Author Topic: Detect silence using DSPProc to find cuepoint  (Read 2009 times)

johan

  • Posts: 18
I've seen some code on the forums that detect how many milliseconds of silence there is before the sound goes above a dB threshold. The code is however loading the file from disk and uses ChannelGetData to process the samples.

How can I detect how many milliseconds/bytes of sound below a dB threshold has passed in a DSPProc using 32-bit floating point data? I need to do this since I'm streaming the file from the network.

Ian @ un4seen

  • Administrator
  • Posts: 20437
Re: Detect silence using DSPProc to find cuepoint
« Reply #1 on: 2 Aug '11 - 17:57 »
Could you not just count the data that the DSPPROC has received up until its level hits the threshold? :)

I guess this is the old thread that you found on the subject of silence detection...

   www.un4seen.com/forum/?topic=784

To transfer that to a DSPPROC, you would take the code following the BASS_ChannelGetData call (no need for that call as you already have data via the DSPPROC parameters). If you would like to translate the byte count to milliseconds, you can use BASS_ChannelBytes2Seconds (and mulitply by 1000).

johan

  • Posts: 18
Re: Detect silence using DSPProc to find cuepoint
« Reply #2 on: 3 Aug '11 - 15:10 »
Could you not just count the data that the DSPPROC has received up until its level hits the threshold? :)

I guess this is the old thread that you found on the subject of silence detection...

   www.un4seen.com/forum/?topic=784

To transfer that to a DSPPROC, you would take the code following the BASS_ChannelGetData call (no need for that call as you already have data via the DSPPROC parameters). If you would like to translate the byte count to milliseconds, you can use BASS_ChannelBytes2Seconds (and mulitply by 1000).

I tried using the code below, but it's triggering too fast, it's missing like 30-40 ms of complete silence. Does it have something to do with buffer lengths etc.? The DSP is on a decoding channel. I want it to trigger at a rather high volume level, e.g. a kick. I'm trying to find the first beat of a house track.
__________________________________________________
**Job 1**
Update the silence-detection thread's text starting at "How can I detect" and ending at "from the network.", replacing "network" with "internet".
**Job 2**
In the silence-detection thread, which function does the administrator suggest for converting the byte count to milliseconds?

**Dataset**
__________________________________________________
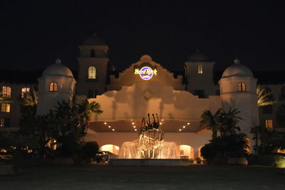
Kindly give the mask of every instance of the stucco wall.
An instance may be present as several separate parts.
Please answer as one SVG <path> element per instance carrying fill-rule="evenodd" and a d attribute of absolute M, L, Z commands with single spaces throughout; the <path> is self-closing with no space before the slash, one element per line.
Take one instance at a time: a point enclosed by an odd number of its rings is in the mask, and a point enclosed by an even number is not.
<path fill-rule="evenodd" d="M 157 113 L 165 120 L 197 122 L 204 110 L 215 112 L 222 106 L 219 96 L 199 98 L 154 81 L 140 81 L 118 91 L 108 91 L 89 101 L 98 102 L 104 112 L 94 115 L 92 121 L 141 119 L 147 113 Z"/>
__________________________________________________
**Right answer 1**
How can I detect how many milliseconds/bytes of sound below a dB threshold has passed in a DSPProc using 32-bit floating point data? I need to do this since I'm streaming the file from the internet.

**Right answer 2**
BASS_ChannelBytes2Seconds, with the result multiplied by 1000.